----- Information provided -----

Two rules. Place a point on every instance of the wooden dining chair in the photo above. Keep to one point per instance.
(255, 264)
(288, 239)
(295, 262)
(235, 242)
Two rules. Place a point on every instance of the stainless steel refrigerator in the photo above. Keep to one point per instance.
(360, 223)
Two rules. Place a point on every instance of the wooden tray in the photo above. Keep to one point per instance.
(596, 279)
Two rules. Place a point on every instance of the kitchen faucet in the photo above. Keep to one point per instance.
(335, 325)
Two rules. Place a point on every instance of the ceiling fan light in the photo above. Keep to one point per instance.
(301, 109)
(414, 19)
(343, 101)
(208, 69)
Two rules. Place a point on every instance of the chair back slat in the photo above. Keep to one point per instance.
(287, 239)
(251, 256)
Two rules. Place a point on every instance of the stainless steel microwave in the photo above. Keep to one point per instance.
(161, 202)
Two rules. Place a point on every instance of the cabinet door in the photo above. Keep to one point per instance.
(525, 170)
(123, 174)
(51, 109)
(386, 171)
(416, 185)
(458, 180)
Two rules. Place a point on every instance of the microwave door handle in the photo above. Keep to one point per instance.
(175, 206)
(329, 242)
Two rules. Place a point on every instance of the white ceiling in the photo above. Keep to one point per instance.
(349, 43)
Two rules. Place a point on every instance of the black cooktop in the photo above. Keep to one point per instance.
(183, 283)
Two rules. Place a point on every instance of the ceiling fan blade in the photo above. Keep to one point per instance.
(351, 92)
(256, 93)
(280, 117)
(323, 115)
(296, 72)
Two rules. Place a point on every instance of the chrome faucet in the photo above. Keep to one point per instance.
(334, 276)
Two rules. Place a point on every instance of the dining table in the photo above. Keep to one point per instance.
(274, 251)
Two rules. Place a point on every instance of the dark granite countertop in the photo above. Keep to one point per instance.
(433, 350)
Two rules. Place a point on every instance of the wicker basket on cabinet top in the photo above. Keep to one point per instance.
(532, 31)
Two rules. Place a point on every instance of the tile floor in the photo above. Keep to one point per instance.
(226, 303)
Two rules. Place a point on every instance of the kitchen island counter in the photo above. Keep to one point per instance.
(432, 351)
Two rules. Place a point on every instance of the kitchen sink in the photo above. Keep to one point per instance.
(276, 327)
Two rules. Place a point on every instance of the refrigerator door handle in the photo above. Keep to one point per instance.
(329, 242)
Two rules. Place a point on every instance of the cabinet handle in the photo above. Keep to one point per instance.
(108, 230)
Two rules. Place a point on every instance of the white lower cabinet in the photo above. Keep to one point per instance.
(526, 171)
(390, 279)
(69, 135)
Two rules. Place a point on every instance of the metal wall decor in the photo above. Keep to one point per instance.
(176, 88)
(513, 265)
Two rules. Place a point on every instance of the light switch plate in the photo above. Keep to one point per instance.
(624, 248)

-----
----- Information provided -----

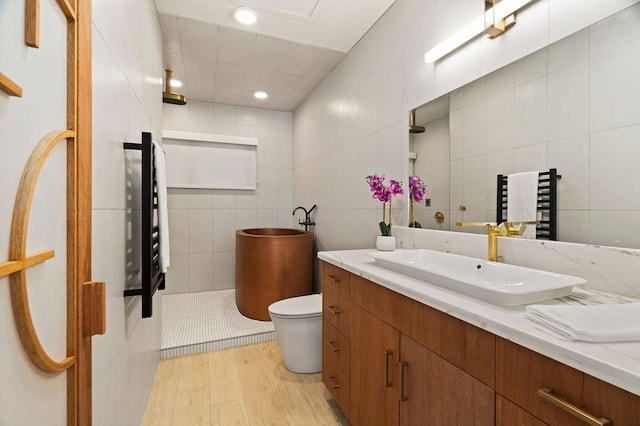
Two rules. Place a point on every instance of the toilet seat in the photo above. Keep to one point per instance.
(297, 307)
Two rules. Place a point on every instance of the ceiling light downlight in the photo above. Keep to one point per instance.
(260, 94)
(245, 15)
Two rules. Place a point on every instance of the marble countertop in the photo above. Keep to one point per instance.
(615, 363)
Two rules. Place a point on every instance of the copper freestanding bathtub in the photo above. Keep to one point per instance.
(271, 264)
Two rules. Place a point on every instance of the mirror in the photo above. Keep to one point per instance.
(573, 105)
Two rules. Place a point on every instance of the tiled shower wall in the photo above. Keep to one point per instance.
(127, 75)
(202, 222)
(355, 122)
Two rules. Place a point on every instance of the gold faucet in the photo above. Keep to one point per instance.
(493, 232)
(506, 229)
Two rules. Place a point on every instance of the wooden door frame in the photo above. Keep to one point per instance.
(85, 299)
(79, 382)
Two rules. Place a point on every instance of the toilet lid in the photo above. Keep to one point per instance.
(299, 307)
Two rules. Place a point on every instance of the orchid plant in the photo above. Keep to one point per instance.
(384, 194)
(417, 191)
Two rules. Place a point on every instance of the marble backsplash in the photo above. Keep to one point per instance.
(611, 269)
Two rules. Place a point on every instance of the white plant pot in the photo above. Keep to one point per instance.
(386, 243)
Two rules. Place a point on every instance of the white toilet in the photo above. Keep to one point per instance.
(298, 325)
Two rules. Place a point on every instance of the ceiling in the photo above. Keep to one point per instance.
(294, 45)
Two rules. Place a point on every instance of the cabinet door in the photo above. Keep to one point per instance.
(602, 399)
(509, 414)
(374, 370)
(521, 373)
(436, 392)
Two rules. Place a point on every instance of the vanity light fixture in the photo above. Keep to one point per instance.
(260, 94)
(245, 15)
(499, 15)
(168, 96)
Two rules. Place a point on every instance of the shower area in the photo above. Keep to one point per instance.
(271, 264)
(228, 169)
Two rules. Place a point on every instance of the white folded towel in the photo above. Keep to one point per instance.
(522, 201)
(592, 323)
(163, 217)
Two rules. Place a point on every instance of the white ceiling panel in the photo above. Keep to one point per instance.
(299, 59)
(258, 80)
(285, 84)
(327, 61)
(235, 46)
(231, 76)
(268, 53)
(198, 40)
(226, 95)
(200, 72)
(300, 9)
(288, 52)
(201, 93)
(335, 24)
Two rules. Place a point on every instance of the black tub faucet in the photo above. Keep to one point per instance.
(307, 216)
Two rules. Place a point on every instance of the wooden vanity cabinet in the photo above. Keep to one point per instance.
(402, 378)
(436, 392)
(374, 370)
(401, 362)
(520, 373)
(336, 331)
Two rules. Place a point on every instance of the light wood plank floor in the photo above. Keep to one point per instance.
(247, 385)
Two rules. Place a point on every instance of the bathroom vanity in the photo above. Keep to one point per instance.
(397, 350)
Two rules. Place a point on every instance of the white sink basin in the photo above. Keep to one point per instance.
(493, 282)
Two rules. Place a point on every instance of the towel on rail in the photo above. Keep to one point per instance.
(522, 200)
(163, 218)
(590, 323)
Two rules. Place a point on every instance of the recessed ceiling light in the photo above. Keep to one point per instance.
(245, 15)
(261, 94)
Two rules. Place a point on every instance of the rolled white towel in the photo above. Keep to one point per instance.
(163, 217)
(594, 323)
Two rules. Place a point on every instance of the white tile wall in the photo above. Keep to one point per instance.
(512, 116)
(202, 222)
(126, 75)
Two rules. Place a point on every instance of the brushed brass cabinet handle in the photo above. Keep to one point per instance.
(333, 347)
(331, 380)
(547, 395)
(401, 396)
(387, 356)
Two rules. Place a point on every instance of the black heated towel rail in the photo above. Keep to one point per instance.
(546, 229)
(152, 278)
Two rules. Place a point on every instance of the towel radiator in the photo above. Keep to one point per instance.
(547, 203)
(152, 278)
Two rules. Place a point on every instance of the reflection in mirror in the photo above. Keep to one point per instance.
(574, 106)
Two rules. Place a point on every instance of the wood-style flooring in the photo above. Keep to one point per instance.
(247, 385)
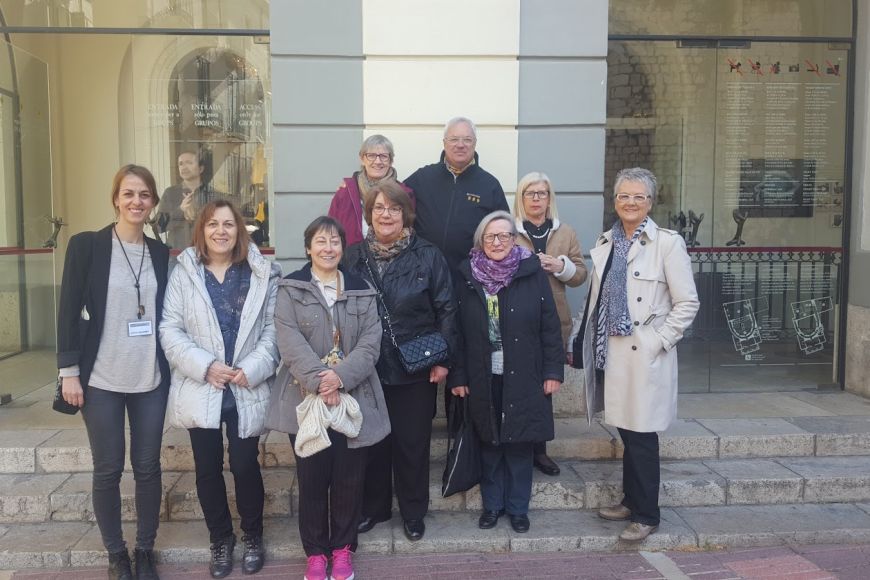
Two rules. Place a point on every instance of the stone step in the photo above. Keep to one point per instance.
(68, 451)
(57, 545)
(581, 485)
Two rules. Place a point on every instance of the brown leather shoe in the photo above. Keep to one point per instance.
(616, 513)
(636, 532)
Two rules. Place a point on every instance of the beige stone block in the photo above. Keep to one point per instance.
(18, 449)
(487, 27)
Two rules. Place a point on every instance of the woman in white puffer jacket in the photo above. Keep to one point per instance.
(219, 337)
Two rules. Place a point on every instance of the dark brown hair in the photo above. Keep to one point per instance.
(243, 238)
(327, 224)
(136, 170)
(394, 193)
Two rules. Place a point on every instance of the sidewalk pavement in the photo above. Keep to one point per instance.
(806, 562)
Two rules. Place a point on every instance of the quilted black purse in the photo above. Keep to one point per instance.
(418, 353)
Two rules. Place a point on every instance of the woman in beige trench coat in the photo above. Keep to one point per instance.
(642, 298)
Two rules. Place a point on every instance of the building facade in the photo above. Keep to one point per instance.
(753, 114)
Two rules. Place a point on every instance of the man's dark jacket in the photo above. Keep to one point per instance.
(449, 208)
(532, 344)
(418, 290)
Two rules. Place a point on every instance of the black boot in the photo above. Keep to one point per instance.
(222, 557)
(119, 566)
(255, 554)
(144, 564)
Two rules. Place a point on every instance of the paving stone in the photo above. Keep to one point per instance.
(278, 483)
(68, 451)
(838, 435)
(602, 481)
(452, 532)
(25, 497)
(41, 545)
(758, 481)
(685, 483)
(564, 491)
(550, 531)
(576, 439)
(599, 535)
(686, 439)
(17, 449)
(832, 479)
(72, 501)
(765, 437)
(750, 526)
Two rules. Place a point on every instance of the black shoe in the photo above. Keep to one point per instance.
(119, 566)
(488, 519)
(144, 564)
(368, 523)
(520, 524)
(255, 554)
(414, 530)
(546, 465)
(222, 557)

-----
----- Information provided -----

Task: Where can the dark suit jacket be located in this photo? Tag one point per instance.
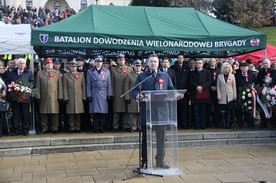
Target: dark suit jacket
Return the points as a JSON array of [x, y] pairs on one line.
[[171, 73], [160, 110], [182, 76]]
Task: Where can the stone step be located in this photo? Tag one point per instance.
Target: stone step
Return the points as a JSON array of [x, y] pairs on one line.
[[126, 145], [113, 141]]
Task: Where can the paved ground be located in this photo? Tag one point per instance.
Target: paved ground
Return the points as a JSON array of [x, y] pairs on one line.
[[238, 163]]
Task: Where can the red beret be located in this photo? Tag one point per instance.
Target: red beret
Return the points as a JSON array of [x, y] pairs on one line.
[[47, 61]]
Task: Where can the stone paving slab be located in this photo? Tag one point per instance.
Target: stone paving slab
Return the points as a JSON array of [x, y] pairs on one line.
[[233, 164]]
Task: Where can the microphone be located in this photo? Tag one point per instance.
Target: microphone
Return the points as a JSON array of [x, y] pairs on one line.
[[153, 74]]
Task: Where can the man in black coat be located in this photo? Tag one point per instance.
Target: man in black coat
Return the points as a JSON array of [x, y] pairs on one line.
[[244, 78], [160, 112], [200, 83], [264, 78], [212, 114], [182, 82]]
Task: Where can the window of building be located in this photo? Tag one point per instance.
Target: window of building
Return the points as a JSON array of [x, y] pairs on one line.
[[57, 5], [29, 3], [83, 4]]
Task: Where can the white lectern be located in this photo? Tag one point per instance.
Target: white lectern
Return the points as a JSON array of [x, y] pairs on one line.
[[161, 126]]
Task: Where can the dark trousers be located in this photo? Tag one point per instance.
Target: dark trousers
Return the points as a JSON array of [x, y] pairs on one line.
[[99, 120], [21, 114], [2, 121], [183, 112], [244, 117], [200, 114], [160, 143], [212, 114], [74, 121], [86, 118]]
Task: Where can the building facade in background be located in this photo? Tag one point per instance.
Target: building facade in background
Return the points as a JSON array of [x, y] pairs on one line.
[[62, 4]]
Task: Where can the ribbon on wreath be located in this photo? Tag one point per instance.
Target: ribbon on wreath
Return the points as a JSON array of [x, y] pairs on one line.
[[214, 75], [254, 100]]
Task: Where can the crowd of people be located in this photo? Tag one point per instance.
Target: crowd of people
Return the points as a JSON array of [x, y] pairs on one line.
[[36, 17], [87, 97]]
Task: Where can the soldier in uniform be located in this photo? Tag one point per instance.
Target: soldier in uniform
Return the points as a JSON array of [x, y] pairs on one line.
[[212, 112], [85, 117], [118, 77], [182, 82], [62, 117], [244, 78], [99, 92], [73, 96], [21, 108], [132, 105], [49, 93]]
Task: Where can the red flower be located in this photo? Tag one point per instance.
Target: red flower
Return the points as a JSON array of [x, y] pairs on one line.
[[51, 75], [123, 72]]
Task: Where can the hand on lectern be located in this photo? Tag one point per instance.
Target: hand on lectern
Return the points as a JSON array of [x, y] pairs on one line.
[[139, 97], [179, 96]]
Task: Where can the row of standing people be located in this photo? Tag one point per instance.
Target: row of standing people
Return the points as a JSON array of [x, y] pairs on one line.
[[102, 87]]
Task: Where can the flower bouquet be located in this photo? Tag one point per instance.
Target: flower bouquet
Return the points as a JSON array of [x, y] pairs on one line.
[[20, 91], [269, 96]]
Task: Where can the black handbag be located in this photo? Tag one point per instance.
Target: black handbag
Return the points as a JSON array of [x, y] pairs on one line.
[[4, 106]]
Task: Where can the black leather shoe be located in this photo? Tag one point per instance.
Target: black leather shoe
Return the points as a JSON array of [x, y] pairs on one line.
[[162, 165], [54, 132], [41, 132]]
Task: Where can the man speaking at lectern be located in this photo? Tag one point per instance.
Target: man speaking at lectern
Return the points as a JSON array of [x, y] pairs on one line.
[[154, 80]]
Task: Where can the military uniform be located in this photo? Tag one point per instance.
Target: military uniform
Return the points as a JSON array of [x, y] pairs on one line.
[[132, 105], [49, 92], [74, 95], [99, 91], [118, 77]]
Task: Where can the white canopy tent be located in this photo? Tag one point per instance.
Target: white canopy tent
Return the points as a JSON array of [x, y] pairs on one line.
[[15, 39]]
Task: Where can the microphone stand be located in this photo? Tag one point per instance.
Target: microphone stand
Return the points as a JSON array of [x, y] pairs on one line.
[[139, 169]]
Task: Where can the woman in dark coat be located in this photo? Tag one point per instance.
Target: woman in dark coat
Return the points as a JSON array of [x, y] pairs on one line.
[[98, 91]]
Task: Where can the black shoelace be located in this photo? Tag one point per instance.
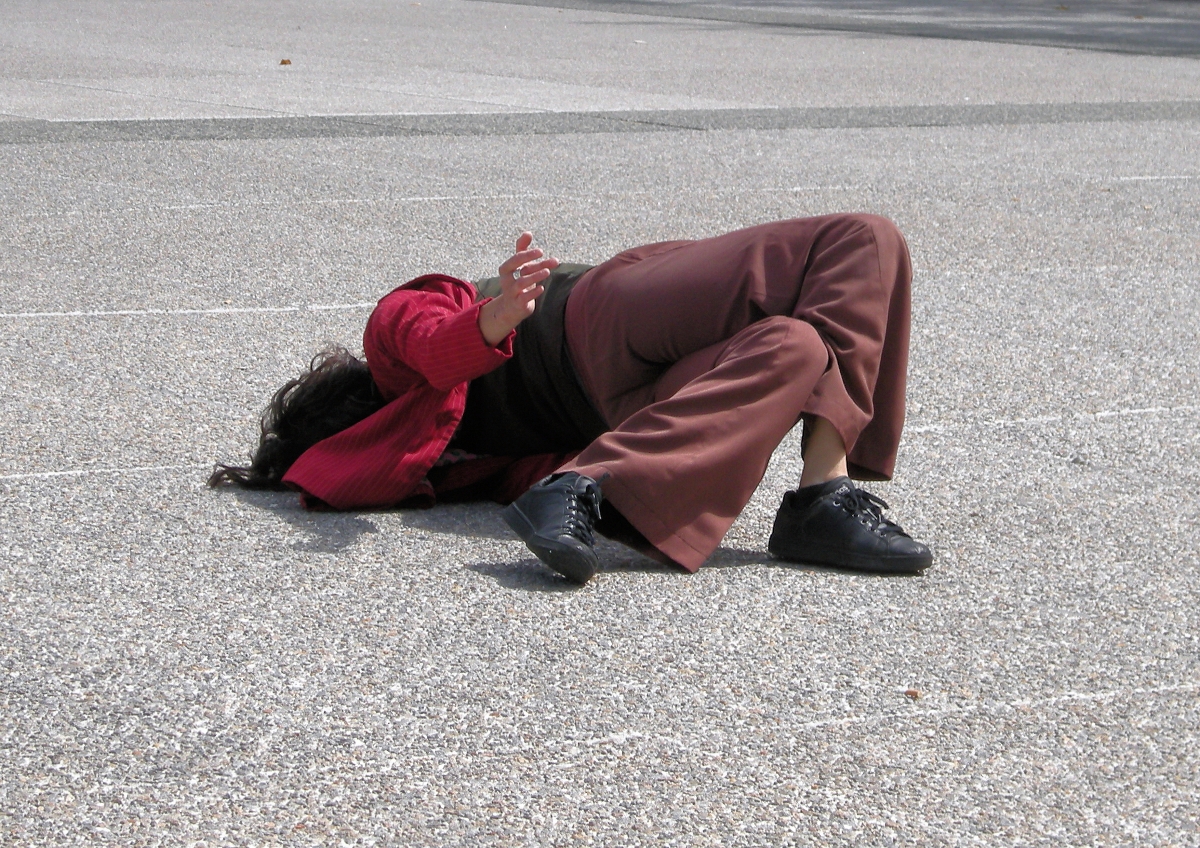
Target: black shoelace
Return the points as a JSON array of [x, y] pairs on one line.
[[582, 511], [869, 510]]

-----

* **What the exercise asks**:
Edit the listing starting with the line with "Task: Where can the dark suit" and going on through the line with "[[161, 126]]", replacing "photo" with "image" and changing nothing else. Give only those lines, with the pictures left out.

* **Result for this task**:
Task: Where can the dark suit jacket be located in this image? Tag one point per instance.
Target: dark suit jacket
Return the points as a JSON array of [x, y] pairs on one line.
[[171, 73], [160, 110], [182, 76]]
Task: Where can the stone step be located in this image? Tag one point per instance.
Target: stone step
Return the points as a JSON array of [x, y] pairs on one line.
[[126, 145], [113, 141]]
Task: Where can the paved ground be located in this image? Tag one point per instance.
Target: paved ground
Return the points as a JSON array of [x, y] pairs on one line.
[[238, 163]]
Task: Where can the red beret be located in this image? Tag one point per instance.
Target: red beret
Return the points as a JSON array of [x, y] pairs on one line.
[[47, 61]]
Task: Where can the stone paving slab be located in this image? Tag one point per instance.
Target: stone paving slab
Return the points as a JSON array of [x, y] pairs on one line.
[[233, 164]]
Task: Where can the microphone be located in this image? Tag one point per instance.
Target: microphone
Return the points as a JSON array of [x, y] pairs on one line.
[[153, 74]]
Task: Where can the man in black coat be located in this image? Tag one point per instance.
Target: man in black coat
Return the points as a JSON array of [x, y] pairs on one line.
[[244, 78], [160, 112], [200, 83], [264, 78], [212, 114], [182, 82]]
Task: Where can the window of building be located in this image? Tag one point per instance.
Target: window of building
Return the points as a JSON array of [x, y] pairs on one line.
[[57, 5], [29, 3], [83, 4]]
Task: Where can the white lectern be located in this image? Tag one point per instance.
Target: white lectern
Return the points as a JSON array of [x, y] pairs on one line.
[[161, 126]]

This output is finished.